**YOUR GOAL**. Return each line of the material below that contains the word "cloud".

+++++

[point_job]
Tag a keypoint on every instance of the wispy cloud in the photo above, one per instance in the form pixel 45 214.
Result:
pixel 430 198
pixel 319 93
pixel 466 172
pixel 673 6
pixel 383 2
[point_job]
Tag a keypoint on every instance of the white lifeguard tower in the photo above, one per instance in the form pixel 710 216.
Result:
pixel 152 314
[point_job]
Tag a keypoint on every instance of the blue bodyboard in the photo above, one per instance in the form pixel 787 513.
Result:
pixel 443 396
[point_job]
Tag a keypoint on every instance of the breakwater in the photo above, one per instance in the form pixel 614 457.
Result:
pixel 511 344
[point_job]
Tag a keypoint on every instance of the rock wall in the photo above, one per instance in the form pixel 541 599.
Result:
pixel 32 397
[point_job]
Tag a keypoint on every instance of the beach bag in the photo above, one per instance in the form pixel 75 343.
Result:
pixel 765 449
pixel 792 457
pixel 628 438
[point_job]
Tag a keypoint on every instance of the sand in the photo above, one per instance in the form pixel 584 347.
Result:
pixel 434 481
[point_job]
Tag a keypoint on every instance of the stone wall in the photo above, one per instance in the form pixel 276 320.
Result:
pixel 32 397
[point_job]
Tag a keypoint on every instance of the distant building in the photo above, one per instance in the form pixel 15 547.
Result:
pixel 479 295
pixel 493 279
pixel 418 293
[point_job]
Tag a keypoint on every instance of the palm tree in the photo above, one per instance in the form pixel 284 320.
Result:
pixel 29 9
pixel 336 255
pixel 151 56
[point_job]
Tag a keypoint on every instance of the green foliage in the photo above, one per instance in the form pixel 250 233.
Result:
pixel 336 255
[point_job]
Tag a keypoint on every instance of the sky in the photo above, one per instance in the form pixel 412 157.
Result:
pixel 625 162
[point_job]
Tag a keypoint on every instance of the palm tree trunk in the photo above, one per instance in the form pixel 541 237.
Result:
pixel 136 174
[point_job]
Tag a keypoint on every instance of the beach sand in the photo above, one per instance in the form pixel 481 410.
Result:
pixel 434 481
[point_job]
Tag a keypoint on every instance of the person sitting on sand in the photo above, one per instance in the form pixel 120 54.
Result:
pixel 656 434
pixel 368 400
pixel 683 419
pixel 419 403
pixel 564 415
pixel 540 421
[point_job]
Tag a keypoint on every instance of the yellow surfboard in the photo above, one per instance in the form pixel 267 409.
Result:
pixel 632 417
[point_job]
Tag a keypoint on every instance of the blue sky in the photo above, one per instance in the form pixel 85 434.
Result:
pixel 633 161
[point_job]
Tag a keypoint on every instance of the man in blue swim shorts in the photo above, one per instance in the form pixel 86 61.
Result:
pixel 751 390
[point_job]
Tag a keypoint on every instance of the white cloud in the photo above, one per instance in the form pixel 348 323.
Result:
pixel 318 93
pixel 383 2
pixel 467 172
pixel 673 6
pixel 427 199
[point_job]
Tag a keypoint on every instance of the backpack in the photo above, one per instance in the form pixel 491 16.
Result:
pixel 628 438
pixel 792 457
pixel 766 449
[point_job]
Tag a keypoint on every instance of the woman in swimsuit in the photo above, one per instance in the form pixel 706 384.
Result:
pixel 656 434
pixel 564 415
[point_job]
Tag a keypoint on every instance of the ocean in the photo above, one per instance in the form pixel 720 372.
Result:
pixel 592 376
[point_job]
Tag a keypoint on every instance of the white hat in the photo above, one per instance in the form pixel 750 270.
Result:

+++++

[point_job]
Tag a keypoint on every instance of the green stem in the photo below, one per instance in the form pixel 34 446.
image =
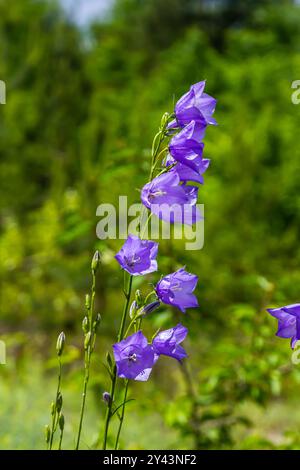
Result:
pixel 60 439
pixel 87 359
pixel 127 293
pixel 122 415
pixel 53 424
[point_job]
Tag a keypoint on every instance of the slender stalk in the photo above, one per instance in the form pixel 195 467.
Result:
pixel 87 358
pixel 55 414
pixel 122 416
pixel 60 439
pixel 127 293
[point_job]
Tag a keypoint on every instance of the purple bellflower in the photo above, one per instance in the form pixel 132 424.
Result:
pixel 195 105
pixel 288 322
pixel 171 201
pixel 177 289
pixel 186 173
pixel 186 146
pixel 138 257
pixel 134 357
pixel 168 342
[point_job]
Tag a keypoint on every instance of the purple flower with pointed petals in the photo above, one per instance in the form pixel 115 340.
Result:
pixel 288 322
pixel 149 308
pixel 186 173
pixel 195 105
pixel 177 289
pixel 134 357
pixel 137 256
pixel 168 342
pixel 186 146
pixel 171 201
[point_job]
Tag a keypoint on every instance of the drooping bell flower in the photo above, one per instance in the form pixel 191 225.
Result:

+++++

**COMPLETE OUTPUT**.
Tag a keypoint on every instance of the wispy cloud in the photo above, one per instance in the form pixel 45 214.
Tag a keypoint on every instance of the white cloud in the photo above, one per instance in the form pixel 348 323.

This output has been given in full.